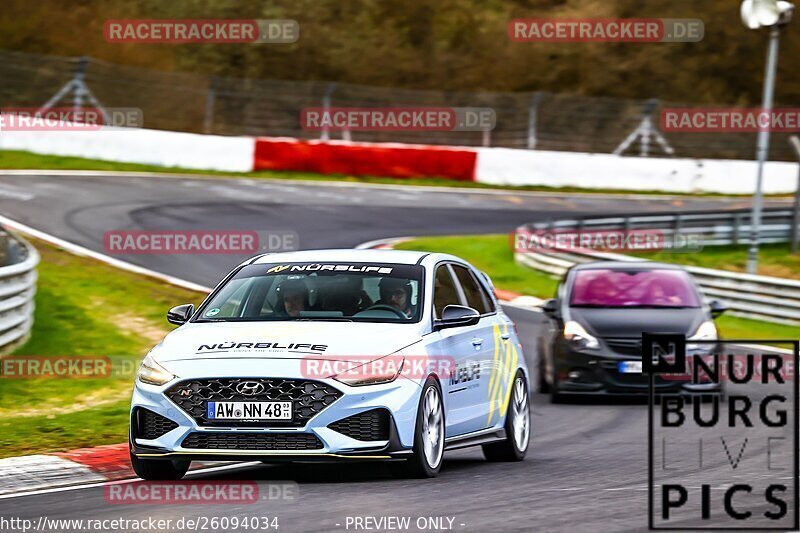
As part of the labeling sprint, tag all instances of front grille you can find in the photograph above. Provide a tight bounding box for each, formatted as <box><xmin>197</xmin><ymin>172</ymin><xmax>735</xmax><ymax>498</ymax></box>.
<box><xmin>181</xmin><ymin>433</ymin><xmax>322</xmax><ymax>451</ymax></box>
<box><xmin>603</xmin><ymin>338</ymin><xmax>642</xmax><ymax>357</ymax></box>
<box><xmin>166</xmin><ymin>378</ymin><xmax>342</xmax><ymax>427</ymax></box>
<box><xmin>133</xmin><ymin>407</ymin><xmax>178</xmax><ymax>440</ymax></box>
<box><xmin>328</xmin><ymin>409</ymin><xmax>389</xmax><ymax>440</ymax></box>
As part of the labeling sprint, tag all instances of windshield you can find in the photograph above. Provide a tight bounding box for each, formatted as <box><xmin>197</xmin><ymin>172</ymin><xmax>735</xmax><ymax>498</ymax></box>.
<box><xmin>196</xmin><ymin>263</ymin><xmax>423</xmax><ymax>323</ymax></box>
<box><xmin>570</xmin><ymin>269</ymin><xmax>700</xmax><ymax>308</ymax></box>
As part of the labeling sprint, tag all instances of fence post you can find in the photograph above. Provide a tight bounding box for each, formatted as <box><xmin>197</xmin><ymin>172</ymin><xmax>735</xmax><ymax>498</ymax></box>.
<box><xmin>528</xmin><ymin>91</ymin><xmax>542</xmax><ymax>150</ymax></box>
<box><xmin>203</xmin><ymin>76</ymin><xmax>217</xmax><ymax>133</ymax></box>
<box><xmin>789</xmin><ymin>135</ymin><xmax>800</xmax><ymax>254</ymax></box>
<box><xmin>319</xmin><ymin>83</ymin><xmax>336</xmax><ymax>141</ymax></box>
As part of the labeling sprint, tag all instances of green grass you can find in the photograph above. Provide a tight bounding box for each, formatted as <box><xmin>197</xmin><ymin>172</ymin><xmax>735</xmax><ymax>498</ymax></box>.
<box><xmin>0</xmin><ymin>150</ymin><xmax>785</xmax><ymax>197</ymax></box>
<box><xmin>0</xmin><ymin>240</ymin><xmax>203</xmax><ymax>457</ymax></box>
<box><xmin>630</xmin><ymin>243</ymin><xmax>800</xmax><ymax>279</ymax></box>
<box><xmin>395</xmin><ymin>235</ymin><xmax>800</xmax><ymax>340</ymax></box>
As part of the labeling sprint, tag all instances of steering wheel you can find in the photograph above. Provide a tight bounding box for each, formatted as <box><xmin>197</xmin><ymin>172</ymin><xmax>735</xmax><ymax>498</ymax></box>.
<box><xmin>361</xmin><ymin>304</ymin><xmax>408</xmax><ymax>320</ymax></box>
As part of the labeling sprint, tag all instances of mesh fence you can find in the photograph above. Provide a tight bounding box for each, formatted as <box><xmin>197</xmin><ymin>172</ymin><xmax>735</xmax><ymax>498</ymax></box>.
<box><xmin>0</xmin><ymin>47</ymin><xmax>795</xmax><ymax>161</ymax></box>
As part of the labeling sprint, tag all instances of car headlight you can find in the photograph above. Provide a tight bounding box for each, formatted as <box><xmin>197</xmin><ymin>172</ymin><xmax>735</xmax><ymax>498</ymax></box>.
<box><xmin>136</xmin><ymin>354</ymin><xmax>175</xmax><ymax>385</ymax></box>
<box><xmin>564</xmin><ymin>320</ymin><xmax>600</xmax><ymax>348</ymax></box>
<box><xmin>333</xmin><ymin>355</ymin><xmax>405</xmax><ymax>387</ymax></box>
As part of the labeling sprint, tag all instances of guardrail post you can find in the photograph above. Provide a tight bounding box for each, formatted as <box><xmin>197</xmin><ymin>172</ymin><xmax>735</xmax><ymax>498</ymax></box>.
<box><xmin>528</xmin><ymin>91</ymin><xmax>542</xmax><ymax>150</ymax></box>
<box><xmin>789</xmin><ymin>135</ymin><xmax>800</xmax><ymax>254</ymax></box>
<box><xmin>319</xmin><ymin>83</ymin><xmax>336</xmax><ymax>141</ymax></box>
<box><xmin>203</xmin><ymin>76</ymin><xmax>212</xmax><ymax>133</ymax></box>
<box><xmin>672</xmin><ymin>215</ymin><xmax>681</xmax><ymax>237</ymax></box>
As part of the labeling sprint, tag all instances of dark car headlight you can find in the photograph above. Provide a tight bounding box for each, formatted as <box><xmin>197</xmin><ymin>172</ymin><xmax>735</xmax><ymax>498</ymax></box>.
<box><xmin>564</xmin><ymin>320</ymin><xmax>600</xmax><ymax>350</ymax></box>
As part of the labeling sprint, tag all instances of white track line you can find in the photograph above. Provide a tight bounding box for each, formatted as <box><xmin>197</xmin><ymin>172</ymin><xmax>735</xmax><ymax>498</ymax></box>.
<box><xmin>0</xmin><ymin>169</ymin><xmax>708</xmax><ymax>202</ymax></box>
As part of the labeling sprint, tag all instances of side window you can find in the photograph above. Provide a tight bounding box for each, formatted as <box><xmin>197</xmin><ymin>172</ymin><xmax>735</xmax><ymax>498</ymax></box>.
<box><xmin>453</xmin><ymin>265</ymin><xmax>492</xmax><ymax>315</ymax></box>
<box><xmin>471</xmin><ymin>272</ymin><xmax>497</xmax><ymax>313</ymax></box>
<box><xmin>433</xmin><ymin>265</ymin><xmax>461</xmax><ymax>318</ymax></box>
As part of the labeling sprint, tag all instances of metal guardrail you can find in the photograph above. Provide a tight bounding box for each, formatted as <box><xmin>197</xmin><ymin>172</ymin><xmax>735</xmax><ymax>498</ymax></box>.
<box><xmin>514</xmin><ymin>209</ymin><xmax>800</xmax><ymax>325</ymax></box>
<box><xmin>520</xmin><ymin>208</ymin><xmax>793</xmax><ymax>246</ymax></box>
<box><xmin>0</xmin><ymin>230</ymin><xmax>39</xmax><ymax>353</ymax></box>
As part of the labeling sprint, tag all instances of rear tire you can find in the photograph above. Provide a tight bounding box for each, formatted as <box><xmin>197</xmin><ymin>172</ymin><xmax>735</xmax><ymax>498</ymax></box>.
<box><xmin>404</xmin><ymin>377</ymin><xmax>444</xmax><ymax>478</ymax></box>
<box><xmin>482</xmin><ymin>371</ymin><xmax>531</xmax><ymax>462</ymax></box>
<box><xmin>131</xmin><ymin>453</ymin><xmax>192</xmax><ymax>481</ymax></box>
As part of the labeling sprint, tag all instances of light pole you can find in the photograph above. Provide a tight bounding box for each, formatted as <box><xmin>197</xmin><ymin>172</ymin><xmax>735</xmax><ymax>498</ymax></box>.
<box><xmin>740</xmin><ymin>0</ymin><xmax>794</xmax><ymax>274</ymax></box>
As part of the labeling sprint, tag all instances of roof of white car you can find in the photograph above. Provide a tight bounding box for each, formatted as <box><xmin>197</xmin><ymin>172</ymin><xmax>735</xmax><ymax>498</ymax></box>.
<box><xmin>253</xmin><ymin>249</ymin><xmax>440</xmax><ymax>265</ymax></box>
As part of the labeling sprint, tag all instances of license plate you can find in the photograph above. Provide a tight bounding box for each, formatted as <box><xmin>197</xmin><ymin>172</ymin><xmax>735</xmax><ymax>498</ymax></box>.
<box><xmin>617</xmin><ymin>361</ymin><xmax>642</xmax><ymax>374</ymax></box>
<box><xmin>206</xmin><ymin>402</ymin><xmax>292</xmax><ymax>420</ymax></box>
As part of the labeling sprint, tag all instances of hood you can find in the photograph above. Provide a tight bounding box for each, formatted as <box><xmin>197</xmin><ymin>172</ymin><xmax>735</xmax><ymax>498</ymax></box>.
<box><xmin>569</xmin><ymin>308</ymin><xmax>708</xmax><ymax>338</ymax></box>
<box><xmin>154</xmin><ymin>322</ymin><xmax>421</xmax><ymax>362</ymax></box>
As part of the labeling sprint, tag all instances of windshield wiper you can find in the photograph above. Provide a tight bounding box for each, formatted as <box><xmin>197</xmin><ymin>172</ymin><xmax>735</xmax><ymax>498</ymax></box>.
<box><xmin>293</xmin><ymin>316</ymin><xmax>353</xmax><ymax>322</ymax></box>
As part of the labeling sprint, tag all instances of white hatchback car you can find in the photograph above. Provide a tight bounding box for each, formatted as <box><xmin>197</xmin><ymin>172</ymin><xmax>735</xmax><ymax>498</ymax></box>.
<box><xmin>130</xmin><ymin>250</ymin><xmax>530</xmax><ymax>479</ymax></box>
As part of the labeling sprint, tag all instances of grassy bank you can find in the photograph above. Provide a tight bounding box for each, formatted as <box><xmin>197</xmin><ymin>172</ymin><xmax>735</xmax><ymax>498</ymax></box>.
<box><xmin>0</xmin><ymin>240</ymin><xmax>202</xmax><ymax>457</ymax></box>
<box><xmin>396</xmin><ymin>235</ymin><xmax>800</xmax><ymax>339</ymax></box>
<box><xmin>630</xmin><ymin>243</ymin><xmax>800</xmax><ymax>279</ymax></box>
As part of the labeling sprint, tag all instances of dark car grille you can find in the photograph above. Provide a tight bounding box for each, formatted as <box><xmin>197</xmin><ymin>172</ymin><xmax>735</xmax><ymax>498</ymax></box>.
<box><xmin>603</xmin><ymin>338</ymin><xmax>642</xmax><ymax>357</ymax></box>
<box><xmin>181</xmin><ymin>433</ymin><xmax>322</xmax><ymax>451</ymax></box>
<box><xmin>133</xmin><ymin>407</ymin><xmax>178</xmax><ymax>440</ymax></box>
<box><xmin>166</xmin><ymin>378</ymin><xmax>342</xmax><ymax>427</ymax></box>
<box><xmin>328</xmin><ymin>409</ymin><xmax>389</xmax><ymax>440</ymax></box>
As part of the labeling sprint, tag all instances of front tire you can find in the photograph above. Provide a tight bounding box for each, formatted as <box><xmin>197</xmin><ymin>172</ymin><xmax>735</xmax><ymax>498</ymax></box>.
<box><xmin>407</xmin><ymin>377</ymin><xmax>444</xmax><ymax>478</ymax></box>
<box><xmin>482</xmin><ymin>371</ymin><xmax>531</xmax><ymax>461</ymax></box>
<box><xmin>131</xmin><ymin>453</ymin><xmax>192</xmax><ymax>481</ymax></box>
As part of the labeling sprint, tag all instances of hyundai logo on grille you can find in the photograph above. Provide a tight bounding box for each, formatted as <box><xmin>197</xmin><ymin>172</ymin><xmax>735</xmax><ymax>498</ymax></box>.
<box><xmin>236</xmin><ymin>381</ymin><xmax>264</xmax><ymax>396</ymax></box>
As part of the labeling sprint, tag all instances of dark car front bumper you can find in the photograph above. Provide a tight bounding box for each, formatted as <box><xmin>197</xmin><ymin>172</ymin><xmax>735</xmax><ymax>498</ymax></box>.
<box><xmin>553</xmin><ymin>342</ymin><xmax>723</xmax><ymax>396</ymax></box>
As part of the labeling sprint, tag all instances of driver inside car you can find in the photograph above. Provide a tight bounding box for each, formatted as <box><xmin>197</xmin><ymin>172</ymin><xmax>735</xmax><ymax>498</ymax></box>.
<box><xmin>376</xmin><ymin>278</ymin><xmax>414</xmax><ymax>318</ymax></box>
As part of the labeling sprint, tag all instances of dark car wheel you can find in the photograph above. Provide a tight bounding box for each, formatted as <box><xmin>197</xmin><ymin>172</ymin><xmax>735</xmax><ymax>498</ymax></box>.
<box><xmin>482</xmin><ymin>371</ymin><xmax>531</xmax><ymax>461</ymax></box>
<box><xmin>131</xmin><ymin>454</ymin><xmax>192</xmax><ymax>481</ymax></box>
<box><xmin>536</xmin><ymin>338</ymin><xmax>550</xmax><ymax>394</ymax></box>
<box><xmin>549</xmin><ymin>363</ymin><xmax>564</xmax><ymax>403</ymax></box>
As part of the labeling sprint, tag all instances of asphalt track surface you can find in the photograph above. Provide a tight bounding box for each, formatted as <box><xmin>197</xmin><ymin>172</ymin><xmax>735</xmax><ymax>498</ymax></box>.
<box><xmin>0</xmin><ymin>171</ymin><xmax>792</xmax><ymax>532</ymax></box>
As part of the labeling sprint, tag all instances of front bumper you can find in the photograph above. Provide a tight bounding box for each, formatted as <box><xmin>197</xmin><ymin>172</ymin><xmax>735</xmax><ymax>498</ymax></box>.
<box><xmin>130</xmin><ymin>359</ymin><xmax>422</xmax><ymax>461</ymax></box>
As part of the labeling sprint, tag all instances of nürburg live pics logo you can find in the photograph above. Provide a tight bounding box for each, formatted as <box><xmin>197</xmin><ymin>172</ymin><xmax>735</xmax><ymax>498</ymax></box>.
<box><xmin>640</xmin><ymin>333</ymin><xmax>800</xmax><ymax>531</ymax></box>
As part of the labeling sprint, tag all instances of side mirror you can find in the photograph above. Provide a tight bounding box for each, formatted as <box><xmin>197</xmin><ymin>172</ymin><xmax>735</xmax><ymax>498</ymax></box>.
<box><xmin>167</xmin><ymin>304</ymin><xmax>194</xmax><ymax>326</ymax></box>
<box><xmin>708</xmin><ymin>300</ymin><xmax>728</xmax><ymax>318</ymax></box>
<box><xmin>541</xmin><ymin>298</ymin><xmax>558</xmax><ymax>318</ymax></box>
<box><xmin>434</xmin><ymin>305</ymin><xmax>481</xmax><ymax>329</ymax></box>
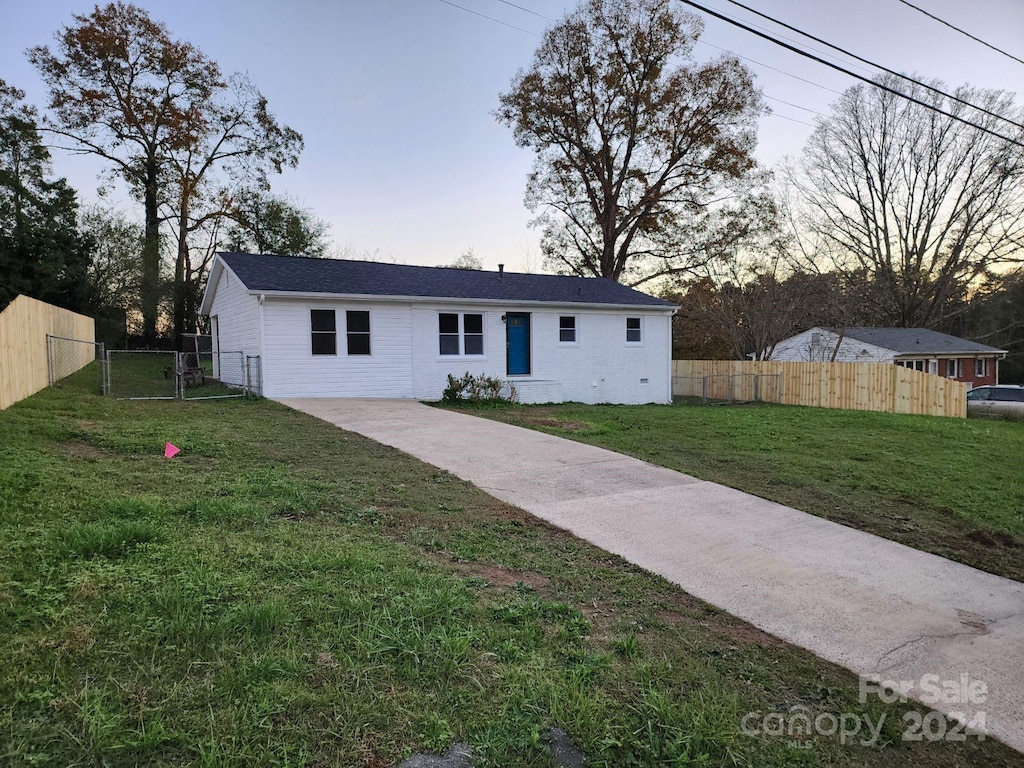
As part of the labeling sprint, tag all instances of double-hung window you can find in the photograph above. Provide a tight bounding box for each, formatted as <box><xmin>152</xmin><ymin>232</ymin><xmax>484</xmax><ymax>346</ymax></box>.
<box><xmin>626</xmin><ymin>317</ymin><xmax>643</xmax><ymax>344</ymax></box>
<box><xmin>437</xmin><ymin>312</ymin><xmax>483</xmax><ymax>354</ymax></box>
<box><xmin>309</xmin><ymin>309</ymin><xmax>338</xmax><ymax>354</ymax></box>
<box><xmin>558</xmin><ymin>314</ymin><xmax>577</xmax><ymax>344</ymax></box>
<box><xmin>309</xmin><ymin>309</ymin><xmax>370</xmax><ymax>355</ymax></box>
<box><xmin>345</xmin><ymin>309</ymin><xmax>370</xmax><ymax>354</ymax></box>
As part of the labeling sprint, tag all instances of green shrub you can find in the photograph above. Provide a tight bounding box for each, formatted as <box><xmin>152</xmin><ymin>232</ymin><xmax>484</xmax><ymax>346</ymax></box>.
<box><xmin>441</xmin><ymin>371</ymin><xmax>517</xmax><ymax>403</ymax></box>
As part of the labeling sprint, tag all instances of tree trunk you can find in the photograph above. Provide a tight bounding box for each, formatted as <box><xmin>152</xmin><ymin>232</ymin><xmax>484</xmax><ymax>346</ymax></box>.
<box><xmin>139</xmin><ymin>161</ymin><xmax>160</xmax><ymax>346</ymax></box>
<box><xmin>173</xmin><ymin>189</ymin><xmax>189</xmax><ymax>352</ymax></box>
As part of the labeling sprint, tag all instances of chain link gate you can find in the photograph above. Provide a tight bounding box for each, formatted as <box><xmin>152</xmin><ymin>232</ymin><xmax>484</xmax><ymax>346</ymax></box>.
<box><xmin>103</xmin><ymin>349</ymin><xmax>260</xmax><ymax>400</ymax></box>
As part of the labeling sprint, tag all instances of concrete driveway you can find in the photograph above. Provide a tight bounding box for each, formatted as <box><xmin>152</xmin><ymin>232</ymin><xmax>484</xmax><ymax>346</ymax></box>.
<box><xmin>282</xmin><ymin>399</ymin><xmax>1024</xmax><ymax>752</ymax></box>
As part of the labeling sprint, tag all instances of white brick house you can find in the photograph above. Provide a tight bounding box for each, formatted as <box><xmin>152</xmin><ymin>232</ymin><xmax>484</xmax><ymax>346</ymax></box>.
<box><xmin>201</xmin><ymin>253</ymin><xmax>676</xmax><ymax>403</ymax></box>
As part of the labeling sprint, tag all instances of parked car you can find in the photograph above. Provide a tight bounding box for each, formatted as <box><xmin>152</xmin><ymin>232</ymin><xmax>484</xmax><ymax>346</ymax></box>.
<box><xmin>967</xmin><ymin>384</ymin><xmax>1024</xmax><ymax>419</ymax></box>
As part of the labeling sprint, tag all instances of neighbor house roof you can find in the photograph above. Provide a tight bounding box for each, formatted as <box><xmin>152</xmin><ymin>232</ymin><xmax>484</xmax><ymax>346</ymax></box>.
<box><xmin>830</xmin><ymin>328</ymin><xmax>1006</xmax><ymax>355</ymax></box>
<box><xmin>204</xmin><ymin>253</ymin><xmax>675</xmax><ymax>309</ymax></box>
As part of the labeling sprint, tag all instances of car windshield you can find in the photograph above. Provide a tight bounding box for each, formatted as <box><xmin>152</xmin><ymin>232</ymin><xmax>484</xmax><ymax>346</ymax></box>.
<box><xmin>990</xmin><ymin>389</ymin><xmax>1024</xmax><ymax>402</ymax></box>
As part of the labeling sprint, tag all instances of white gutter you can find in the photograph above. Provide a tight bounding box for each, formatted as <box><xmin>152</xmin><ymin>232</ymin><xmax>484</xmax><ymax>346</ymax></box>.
<box><xmin>249</xmin><ymin>291</ymin><xmax>679</xmax><ymax>314</ymax></box>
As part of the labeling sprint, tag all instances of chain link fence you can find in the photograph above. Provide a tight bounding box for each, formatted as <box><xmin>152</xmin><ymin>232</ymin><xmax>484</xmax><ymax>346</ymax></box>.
<box><xmin>672</xmin><ymin>374</ymin><xmax>782</xmax><ymax>402</ymax></box>
<box><xmin>103</xmin><ymin>349</ymin><xmax>261</xmax><ymax>400</ymax></box>
<box><xmin>103</xmin><ymin>349</ymin><xmax>178</xmax><ymax>400</ymax></box>
<box><xmin>46</xmin><ymin>334</ymin><xmax>106</xmax><ymax>391</ymax></box>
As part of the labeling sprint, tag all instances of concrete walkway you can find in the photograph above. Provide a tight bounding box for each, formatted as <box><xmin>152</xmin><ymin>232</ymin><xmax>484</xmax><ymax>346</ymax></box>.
<box><xmin>283</xmin><ymin>399</ymin><xmax>1024</xmax><ymax>752</ymax></box>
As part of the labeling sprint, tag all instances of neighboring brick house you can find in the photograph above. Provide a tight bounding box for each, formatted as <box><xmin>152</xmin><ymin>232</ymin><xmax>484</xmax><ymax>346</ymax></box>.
<box><xmin>770</xmin><ymin>328</ymin><xmax>1007</xmax><ymax>387</ymax></box>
+++
How many lines in the entries above contain the string "roof"? Reply with the number alone.

2